> Document passage
━━━
# PyData tour



- `pandas` and `numpy` are the primary libraries used for data analysis in Python
- `pd` and `np` are the conventional Python namespaces used; it is strongly recommended you do the same


In [None]:
import pandas as pd
import numpy as np


- `matplotlib` and `seaborn` are the most popular static data viz libraries in Python
- Again it is strongly recommended you use the `plt` and `sns` namespaces for both!


In [None]:
import matplotlib.pyplot as plt
%matplotlib inline

import seaborn as sns

## Load a data set example: 

In [None]:
# url="https://gist.githubusercontent.com/curran/a08a1080b88344b0c8a7/raw/d546eaee765268bf2f487608c537c05e22e4b221/iris.csv"

# df = pd.read_csv(url)
# df.head()

df = sns.load_dataset("iris")

In [None]:
df.shape

In [None]:
df.describe()

## Selecting values

In [None]:
df.columns

In [None]:
df[['sepal_length']].iloc[:2]

In [None]:
df[['sepal_length', 'sepal_width']].iloc[:2]

## Selecting values continued

In [None]:
df[df.sepal_length>5].head()

In [None]:
df[df.species=="setosa"].head()

## NumPy Arrays

In [None]:
sepal_len = df.sepal_length.values
petal_len = df.petal_length.values

In [None]:
sepal_len.shape

In [None]:
np.mean(sepal_len), np.median(sepal_len)

In [None]:
sepal_len[:5]

## Broadcasting

In [None]:
diffs = np.abs(sepal_len[:,np.newaxis] - sepal_len[np.newaxis,:])
diffs.shape

In [None]:
sns.heatmap(diffs);

In [None]:
%%timeit
diffs = np.abs(sepal_len[:,np.newaxis] - sepal_len[np.newaxis,:])

In [None]:
%%timeit
diffs = np.zeros((150,150))
━━━
Entries from a point labeling set
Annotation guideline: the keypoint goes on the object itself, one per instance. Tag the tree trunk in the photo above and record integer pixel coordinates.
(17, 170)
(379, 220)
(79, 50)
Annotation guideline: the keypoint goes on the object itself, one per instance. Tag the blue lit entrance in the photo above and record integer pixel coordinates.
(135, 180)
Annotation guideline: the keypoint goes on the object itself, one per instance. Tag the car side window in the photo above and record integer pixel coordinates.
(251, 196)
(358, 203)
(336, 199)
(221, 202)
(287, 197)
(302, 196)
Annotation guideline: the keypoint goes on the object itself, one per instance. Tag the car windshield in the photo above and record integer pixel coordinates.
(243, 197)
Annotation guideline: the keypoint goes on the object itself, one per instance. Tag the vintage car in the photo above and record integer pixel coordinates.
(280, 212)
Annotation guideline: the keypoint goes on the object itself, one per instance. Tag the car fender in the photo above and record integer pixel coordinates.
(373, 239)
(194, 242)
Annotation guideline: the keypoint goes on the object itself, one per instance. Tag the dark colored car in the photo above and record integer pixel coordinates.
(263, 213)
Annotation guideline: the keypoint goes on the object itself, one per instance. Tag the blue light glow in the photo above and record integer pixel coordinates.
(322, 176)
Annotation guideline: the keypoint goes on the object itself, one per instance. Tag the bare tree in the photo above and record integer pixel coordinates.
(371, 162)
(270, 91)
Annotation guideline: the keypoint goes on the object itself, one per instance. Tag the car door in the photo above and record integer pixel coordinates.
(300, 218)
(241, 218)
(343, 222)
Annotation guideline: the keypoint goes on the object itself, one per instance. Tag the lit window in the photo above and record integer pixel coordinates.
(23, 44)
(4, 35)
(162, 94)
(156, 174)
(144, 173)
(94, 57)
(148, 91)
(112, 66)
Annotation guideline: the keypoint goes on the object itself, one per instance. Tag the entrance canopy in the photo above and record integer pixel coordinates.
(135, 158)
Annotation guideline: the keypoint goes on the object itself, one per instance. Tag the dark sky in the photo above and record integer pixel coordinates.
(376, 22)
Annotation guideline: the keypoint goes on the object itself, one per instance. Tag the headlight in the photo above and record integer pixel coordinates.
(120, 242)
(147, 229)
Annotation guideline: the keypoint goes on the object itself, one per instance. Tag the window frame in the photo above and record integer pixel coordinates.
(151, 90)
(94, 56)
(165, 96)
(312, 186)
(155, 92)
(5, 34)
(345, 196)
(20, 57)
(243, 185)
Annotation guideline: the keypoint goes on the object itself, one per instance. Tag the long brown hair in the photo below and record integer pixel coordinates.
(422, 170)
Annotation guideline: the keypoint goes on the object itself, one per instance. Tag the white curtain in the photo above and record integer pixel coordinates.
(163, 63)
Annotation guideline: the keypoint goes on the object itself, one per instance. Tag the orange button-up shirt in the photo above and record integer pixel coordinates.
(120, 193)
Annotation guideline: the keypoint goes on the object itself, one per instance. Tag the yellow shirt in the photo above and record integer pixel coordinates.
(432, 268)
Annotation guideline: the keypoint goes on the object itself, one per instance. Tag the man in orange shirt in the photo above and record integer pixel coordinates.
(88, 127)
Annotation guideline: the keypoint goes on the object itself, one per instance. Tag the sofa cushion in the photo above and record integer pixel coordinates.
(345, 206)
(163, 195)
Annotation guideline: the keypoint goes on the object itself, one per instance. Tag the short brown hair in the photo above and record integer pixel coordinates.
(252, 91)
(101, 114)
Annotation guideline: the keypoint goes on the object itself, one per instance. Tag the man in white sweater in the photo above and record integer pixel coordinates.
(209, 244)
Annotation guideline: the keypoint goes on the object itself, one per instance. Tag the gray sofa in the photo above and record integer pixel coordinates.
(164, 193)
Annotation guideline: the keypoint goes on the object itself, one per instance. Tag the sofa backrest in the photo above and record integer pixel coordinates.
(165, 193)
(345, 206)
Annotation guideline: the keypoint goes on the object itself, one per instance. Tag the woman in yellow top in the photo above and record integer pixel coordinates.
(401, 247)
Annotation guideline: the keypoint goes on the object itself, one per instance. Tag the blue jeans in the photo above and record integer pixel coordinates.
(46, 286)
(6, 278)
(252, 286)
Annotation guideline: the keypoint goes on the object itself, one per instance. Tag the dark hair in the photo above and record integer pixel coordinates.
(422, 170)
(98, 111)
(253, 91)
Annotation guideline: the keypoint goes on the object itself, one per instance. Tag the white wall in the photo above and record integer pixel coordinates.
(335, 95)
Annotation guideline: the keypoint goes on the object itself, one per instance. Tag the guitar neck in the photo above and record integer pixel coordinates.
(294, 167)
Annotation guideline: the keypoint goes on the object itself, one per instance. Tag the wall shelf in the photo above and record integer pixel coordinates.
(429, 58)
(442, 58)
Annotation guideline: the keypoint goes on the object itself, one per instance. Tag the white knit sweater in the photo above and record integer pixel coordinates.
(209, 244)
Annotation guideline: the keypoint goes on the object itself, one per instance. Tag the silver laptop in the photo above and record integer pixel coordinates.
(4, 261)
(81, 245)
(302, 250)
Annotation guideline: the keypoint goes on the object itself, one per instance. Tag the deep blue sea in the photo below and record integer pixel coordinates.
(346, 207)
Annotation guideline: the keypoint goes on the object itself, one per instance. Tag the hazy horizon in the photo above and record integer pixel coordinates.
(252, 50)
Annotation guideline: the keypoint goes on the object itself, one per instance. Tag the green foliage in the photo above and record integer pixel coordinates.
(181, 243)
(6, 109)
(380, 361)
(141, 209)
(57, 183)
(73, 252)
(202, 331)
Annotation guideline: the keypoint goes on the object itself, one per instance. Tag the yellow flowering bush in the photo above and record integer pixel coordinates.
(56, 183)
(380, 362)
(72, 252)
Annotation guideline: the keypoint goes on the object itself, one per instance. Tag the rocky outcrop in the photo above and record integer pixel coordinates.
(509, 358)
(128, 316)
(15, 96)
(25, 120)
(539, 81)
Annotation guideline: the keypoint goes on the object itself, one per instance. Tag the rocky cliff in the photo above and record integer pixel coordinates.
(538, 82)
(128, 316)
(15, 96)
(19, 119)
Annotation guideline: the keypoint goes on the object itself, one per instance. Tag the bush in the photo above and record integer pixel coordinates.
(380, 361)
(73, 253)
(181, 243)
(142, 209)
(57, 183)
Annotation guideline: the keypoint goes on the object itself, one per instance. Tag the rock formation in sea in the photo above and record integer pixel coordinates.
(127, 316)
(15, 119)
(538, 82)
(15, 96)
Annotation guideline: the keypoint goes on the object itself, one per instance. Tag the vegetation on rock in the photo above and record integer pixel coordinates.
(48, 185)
━━━
> What the task requires
Edit the PyData tour text, giving again the part that opens with the words containing "diffs.shape" and closes with "diffs = np.zeros((150,150))", with "heatmap" changed to "clustermap".

> Solved exercise
diffs.shape

In [None]:
sns.clustermap(diffs);

In [None]:
%%timeit
diffs = np.abs(sepal_len[:,np.newaxis] - sepal_len[np.newaxis,:])

In [None]:
%%timeit
diffs = np.zeros((150,150))